◆ Kısa alıştırma A
Hareket Ordusu'nun İstanbul'a girişini anlatan metne göre aşağıdaki soruları yanıtlayın.
(i) Hareket Ordusu İstanbul'u haftanın hangi günü işgal etti?
(ii) Dersaadet Jandarma Polis Genel Müfettişliği'ne kim tayin edildi?
(iii) Sokağa çıkma yasağı ne zaman başlıyordu?

◆ Metin

_ _ _ _ _

"Ümitvar olunuz, şu istikbal inkılâbı içinde en yüksek gür sada İslâm'ın sadası olacaktır."

Piyasalar

Hareket Ordusu’nun İstanbul’a girişi

Abdülbakî ÇİMİÇ
22 Nisan 2021, Perşembe 00:39
Bediüzzaman’ın Hayatı’ndan Tesbitler - 91

 - 31 Mart ve Bediüzzaman (12.,13.,14. ve 15. günler) -

On İkinci Gün
(11 Nisan 1325/24 Nisan 1909 Cumartesi):

31 Mart’ın On birinci “Cuma günü Şevket Paşa’nın verdiği ilerleme emri, Cumartesi günü Hareket Ordusu’nun İstanbul’u işgal etmesi ile sonuçlandı. Harbiye Nezareti’nde bulunan askerler kısa bir direniş göstermişlerse de gece onlar da Hareket Ordusu tarafından esir alındılar. Padişah ve Harbiye Nazırı Ethem Paşa askerin direniş göstermemesi için çabaladı. Askerler tek tek teslim oldular. Teslim olmayarak kaçanlar da oldu. On ikinci gün asayiş sorununa el atan Hareket Ordusu, Dersaadet Jandarma Polis Genel Müfettişliği’ne tayin ettiği Miralay Galib’in imzasını taşıyan bir resmî ilân yayımladı. Buna göre, “Baği ve mürtecî”lerin yenildiği şu sırada sükûnet şarttı ve halkı heyecana verecek-fesatçı yazılar yazmak, heyecanlandırıcı sözler söylemek, sokaklarda koşmak gibi-davranışlarda bulunulmaması isteniyordu. Ayrıca, güneş battıktan bir saat sonra başlamak üzere sokağa çıkma yasağı konuyordu. Silâh taşımak da yasaklanıyordu.1

On Üçüncü Gün 
(12 Nisan 1325/25 Nisan 1909 Pazar)

_ _ _ _ _

(Açıklamalı koordinat kayıtları)
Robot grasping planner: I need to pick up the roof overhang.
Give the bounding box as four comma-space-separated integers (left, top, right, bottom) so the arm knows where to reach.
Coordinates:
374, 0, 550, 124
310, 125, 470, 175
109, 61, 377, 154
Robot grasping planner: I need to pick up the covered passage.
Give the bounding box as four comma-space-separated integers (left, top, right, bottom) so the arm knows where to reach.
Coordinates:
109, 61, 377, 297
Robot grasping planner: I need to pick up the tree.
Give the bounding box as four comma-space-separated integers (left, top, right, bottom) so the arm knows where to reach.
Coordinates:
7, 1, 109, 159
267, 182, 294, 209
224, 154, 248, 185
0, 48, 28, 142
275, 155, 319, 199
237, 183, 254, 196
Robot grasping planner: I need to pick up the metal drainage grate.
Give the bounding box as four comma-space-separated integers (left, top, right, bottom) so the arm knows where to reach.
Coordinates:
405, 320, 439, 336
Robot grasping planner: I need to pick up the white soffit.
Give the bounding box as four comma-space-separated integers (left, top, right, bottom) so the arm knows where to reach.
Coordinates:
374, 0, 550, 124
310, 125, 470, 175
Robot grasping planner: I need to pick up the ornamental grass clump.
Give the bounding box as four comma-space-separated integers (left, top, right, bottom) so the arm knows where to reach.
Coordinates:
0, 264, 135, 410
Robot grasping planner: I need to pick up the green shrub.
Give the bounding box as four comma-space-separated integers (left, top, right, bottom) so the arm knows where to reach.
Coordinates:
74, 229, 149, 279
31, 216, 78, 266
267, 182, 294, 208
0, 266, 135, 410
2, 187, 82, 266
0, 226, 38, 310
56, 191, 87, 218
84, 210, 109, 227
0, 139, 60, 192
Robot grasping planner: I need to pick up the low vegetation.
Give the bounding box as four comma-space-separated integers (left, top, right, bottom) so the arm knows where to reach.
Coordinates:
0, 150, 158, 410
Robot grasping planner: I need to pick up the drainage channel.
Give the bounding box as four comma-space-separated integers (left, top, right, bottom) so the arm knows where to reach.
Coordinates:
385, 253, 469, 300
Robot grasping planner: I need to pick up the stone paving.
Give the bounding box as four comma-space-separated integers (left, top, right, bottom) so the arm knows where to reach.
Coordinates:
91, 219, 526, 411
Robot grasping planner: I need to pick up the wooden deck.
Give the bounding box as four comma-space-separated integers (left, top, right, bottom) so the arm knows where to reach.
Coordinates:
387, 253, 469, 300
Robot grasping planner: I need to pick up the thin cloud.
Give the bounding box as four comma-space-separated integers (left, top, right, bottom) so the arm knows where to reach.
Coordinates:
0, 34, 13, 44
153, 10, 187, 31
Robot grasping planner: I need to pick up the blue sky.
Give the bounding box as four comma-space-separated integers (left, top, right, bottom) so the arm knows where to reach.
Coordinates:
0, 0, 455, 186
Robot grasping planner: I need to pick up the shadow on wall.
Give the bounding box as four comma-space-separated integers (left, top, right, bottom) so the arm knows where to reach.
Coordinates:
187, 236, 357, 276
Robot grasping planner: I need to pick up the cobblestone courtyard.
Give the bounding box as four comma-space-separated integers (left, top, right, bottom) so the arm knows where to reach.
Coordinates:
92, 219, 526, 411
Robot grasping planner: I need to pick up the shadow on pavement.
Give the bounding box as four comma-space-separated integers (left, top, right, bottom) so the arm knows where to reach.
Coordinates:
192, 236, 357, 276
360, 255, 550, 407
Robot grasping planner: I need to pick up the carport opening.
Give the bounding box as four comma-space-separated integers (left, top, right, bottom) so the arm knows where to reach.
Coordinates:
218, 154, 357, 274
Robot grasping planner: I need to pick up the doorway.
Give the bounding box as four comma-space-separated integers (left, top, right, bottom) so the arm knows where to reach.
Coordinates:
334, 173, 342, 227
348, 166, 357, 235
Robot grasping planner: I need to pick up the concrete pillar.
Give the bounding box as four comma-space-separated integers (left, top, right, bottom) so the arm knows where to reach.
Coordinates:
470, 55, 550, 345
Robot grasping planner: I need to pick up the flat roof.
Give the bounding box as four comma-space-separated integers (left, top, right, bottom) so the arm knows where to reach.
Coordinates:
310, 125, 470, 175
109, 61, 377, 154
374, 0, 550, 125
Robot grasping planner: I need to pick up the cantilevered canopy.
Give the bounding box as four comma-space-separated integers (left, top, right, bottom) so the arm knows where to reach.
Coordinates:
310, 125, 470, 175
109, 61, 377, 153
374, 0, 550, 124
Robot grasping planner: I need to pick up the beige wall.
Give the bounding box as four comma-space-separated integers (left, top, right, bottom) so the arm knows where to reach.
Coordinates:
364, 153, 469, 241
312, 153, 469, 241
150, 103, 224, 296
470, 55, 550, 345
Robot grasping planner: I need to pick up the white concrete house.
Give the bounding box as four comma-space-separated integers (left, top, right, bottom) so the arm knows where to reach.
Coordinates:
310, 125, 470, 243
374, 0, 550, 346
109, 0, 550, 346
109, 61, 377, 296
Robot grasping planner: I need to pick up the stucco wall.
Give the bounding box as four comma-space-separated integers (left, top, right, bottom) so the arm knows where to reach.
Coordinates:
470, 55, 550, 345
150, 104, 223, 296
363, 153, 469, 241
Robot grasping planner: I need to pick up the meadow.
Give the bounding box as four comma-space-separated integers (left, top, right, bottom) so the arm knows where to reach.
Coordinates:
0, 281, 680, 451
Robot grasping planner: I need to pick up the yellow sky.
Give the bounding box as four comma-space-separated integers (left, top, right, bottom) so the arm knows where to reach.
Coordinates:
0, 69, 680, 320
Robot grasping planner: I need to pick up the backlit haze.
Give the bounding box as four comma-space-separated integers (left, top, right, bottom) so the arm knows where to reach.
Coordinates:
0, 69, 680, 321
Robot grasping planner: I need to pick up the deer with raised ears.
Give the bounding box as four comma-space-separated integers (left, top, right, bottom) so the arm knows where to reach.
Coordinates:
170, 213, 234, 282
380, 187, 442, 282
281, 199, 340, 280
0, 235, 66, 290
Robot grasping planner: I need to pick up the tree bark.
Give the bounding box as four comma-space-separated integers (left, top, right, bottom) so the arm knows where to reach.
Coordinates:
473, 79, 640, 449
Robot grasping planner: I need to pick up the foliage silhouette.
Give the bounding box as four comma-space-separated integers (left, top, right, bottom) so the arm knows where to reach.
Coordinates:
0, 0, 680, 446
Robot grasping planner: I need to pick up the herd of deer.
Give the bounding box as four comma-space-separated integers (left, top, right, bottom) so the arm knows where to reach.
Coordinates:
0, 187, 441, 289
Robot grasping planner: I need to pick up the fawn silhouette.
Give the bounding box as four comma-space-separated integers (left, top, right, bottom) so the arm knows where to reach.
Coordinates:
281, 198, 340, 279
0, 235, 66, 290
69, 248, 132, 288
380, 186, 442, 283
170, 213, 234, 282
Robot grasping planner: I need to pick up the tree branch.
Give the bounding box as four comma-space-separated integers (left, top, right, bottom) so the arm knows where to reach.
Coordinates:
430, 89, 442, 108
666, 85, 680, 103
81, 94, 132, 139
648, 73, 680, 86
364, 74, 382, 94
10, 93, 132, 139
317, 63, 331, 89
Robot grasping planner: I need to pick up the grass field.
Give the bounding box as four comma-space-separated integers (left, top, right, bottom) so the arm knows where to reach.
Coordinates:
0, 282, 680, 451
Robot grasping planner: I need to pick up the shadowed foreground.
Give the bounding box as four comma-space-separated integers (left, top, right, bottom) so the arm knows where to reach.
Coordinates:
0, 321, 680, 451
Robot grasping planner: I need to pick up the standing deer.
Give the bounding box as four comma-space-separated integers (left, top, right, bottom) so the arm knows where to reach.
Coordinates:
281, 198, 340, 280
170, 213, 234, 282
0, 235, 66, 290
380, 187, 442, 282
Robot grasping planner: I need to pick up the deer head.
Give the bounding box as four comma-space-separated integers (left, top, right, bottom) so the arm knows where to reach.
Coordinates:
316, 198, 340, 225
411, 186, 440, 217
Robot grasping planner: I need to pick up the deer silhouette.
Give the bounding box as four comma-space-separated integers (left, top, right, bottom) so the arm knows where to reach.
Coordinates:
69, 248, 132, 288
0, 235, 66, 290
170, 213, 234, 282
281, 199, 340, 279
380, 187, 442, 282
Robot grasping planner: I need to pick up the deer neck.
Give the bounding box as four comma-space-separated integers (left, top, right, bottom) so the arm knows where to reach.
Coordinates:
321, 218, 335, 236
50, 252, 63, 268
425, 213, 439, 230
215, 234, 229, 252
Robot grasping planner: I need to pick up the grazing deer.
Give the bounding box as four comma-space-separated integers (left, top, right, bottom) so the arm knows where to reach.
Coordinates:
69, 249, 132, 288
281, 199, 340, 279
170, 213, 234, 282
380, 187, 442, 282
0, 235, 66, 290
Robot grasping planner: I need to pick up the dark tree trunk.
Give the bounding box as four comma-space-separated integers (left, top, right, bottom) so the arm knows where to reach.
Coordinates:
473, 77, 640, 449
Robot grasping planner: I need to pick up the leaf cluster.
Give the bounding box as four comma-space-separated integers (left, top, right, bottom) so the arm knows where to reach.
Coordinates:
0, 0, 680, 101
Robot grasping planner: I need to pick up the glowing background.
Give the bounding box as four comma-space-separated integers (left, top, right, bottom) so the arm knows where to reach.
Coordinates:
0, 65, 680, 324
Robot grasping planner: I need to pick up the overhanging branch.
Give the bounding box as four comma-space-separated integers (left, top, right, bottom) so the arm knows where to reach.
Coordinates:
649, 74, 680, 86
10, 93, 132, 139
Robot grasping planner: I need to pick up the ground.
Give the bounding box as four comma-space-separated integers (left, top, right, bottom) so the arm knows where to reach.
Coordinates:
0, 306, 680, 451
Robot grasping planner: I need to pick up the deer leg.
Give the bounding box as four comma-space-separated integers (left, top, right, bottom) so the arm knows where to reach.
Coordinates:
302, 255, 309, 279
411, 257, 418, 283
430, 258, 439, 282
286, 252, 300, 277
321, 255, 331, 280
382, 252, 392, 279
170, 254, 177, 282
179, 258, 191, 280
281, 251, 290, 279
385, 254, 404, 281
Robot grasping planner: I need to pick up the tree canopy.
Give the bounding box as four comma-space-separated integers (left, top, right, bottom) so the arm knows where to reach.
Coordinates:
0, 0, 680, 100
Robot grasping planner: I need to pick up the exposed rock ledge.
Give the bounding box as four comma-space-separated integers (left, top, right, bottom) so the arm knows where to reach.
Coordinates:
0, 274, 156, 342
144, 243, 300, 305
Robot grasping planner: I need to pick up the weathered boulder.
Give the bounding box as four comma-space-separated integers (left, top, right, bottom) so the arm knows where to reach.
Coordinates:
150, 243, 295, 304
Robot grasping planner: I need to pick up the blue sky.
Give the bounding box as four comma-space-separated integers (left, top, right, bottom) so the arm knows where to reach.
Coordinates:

_ _ _ _ _

◆ Kısa alıştırma B
Kayıtlarda "Robot grasping planner: I need to pick up the yellow" içeren satırdan başlayıp "0, 69, 680, 321" içeren satırda biten bölümü, "yellow sky" yerine "golden sky" koyarak ve geri kalan her şeyi aynen bırakarak yeniden yazın.

◆ Tam çözüm A
(i) Cumartesi günü.
(ii) Miralay Galib.
(iii) Güneş battıktan bir saat sonra.

◆ Tam çözüm B
Robot grasping planner: I need to pick up the golden sky.
Give the bounding box as four comma-space-separated integers (left, top, right, bottom) so the arm knows where to reach.
Coordinates:
0, 69, 680, 320
Robot grasping planner: I need to pick up the backlit haze.
Give the bounding box as four comma-space-separated integers (left, top, right, bottom) so the arm knows where to reach.
Coordinates:
0, 69, 680, 321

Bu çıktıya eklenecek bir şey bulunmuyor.